Work task >>
From the listing below, extract every line containing "evergreen".
● ● ● ●
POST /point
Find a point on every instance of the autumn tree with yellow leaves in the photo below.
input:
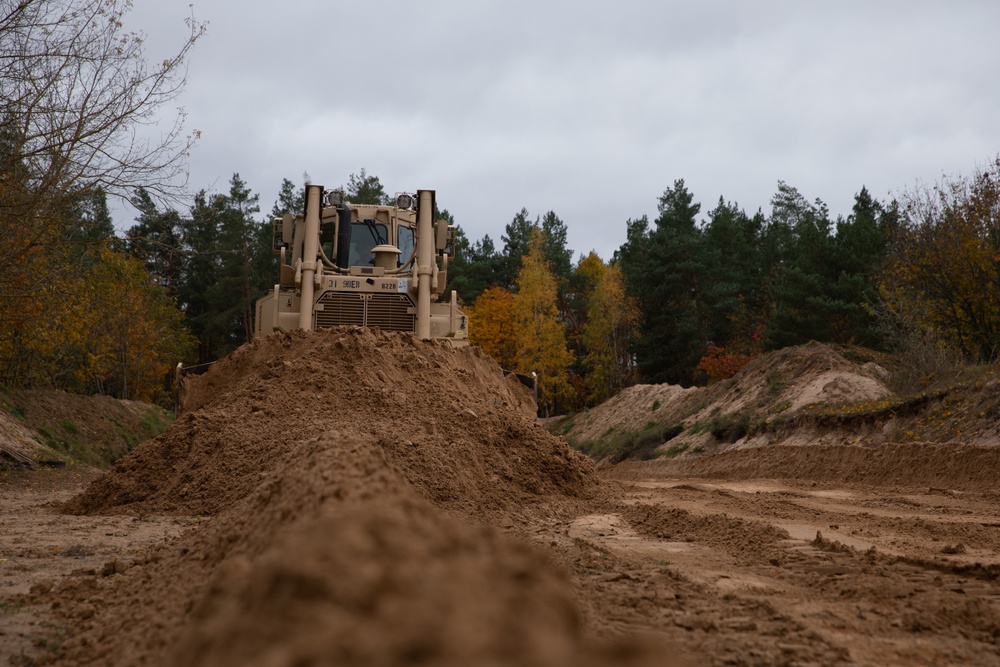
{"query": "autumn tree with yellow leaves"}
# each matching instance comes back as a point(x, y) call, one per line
point(105, 328)
point(540, 335)
point(608, 336)
point(491, 325)
point(943, 272)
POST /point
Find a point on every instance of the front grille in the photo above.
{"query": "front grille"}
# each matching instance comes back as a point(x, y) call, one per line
point(385, 311)
point(389, 311)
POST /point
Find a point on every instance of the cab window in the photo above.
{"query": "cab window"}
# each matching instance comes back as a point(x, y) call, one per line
point(364, 237)
point(405, 244)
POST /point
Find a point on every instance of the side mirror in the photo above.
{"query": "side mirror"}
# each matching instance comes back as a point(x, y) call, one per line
point(441, 235)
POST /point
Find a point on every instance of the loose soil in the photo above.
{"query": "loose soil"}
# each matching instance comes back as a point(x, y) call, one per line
point(363, 498)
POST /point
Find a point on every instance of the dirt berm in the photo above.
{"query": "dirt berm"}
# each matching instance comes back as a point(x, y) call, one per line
point(351, 487)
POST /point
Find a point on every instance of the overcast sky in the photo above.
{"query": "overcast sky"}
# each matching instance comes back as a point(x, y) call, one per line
point(591, 109)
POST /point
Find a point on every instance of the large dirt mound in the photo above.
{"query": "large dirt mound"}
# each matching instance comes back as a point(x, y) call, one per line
point(353, 477)
point(333, 559)
point(776, 384)
point(447, 419)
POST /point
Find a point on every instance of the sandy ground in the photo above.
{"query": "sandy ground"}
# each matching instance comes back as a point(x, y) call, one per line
point(729, 571)
point(297, 515)
point(41, 549)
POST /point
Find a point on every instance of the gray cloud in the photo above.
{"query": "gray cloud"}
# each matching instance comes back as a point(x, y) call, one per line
point(592, 108)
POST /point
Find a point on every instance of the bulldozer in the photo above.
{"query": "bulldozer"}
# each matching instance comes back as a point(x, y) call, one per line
point(379, 266)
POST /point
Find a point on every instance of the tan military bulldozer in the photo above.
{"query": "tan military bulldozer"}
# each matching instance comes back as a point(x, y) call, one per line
point(382, 266)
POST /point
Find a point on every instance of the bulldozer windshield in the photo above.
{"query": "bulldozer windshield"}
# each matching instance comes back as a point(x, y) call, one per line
point(365, 235)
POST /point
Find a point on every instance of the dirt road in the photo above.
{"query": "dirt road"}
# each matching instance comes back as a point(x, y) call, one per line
point(299, 515)
point(727, 571)
point(766, 572)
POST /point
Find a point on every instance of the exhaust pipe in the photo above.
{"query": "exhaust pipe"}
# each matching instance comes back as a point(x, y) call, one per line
point(309, 251)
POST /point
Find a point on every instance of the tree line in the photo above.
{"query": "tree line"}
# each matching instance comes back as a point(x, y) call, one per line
point(697, 296)
point(688, 298)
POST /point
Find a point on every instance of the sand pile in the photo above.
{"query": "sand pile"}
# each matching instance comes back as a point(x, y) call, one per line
point(352, 476)
point(780, 382)
point(447, 420)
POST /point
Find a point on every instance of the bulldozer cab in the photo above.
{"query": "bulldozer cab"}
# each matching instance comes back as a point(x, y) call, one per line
point(380, 266)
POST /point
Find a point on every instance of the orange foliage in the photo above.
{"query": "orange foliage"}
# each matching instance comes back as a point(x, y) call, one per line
point(491, 325)
point(719, 364)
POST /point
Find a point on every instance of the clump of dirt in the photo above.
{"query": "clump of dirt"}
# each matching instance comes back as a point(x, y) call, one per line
point(48, 425)
point(447, 420)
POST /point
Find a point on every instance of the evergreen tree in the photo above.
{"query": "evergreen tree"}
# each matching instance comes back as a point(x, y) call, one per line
point(663, 268)
point(198, 296)
point(157, 240)
point(290, 199)
point(234, 294)
point(516, 241)
point(364, 189)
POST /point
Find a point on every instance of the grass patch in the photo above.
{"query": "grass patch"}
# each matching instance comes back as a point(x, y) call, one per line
point(616, 446)
point(730, 427)
point(676, 450)
point(671, 432)
point(153, 423)
point(775, 382)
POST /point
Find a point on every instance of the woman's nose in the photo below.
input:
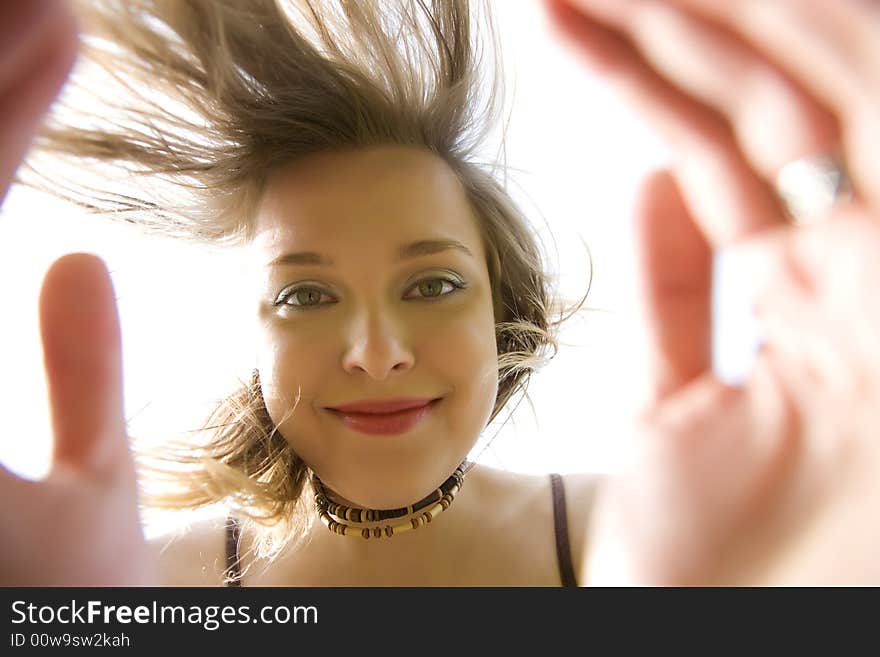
● ● ● ●
Result of this exercise >>
Find a point on every instance of the evergreen tree in the photo above.
{"query": "evergreen tree"}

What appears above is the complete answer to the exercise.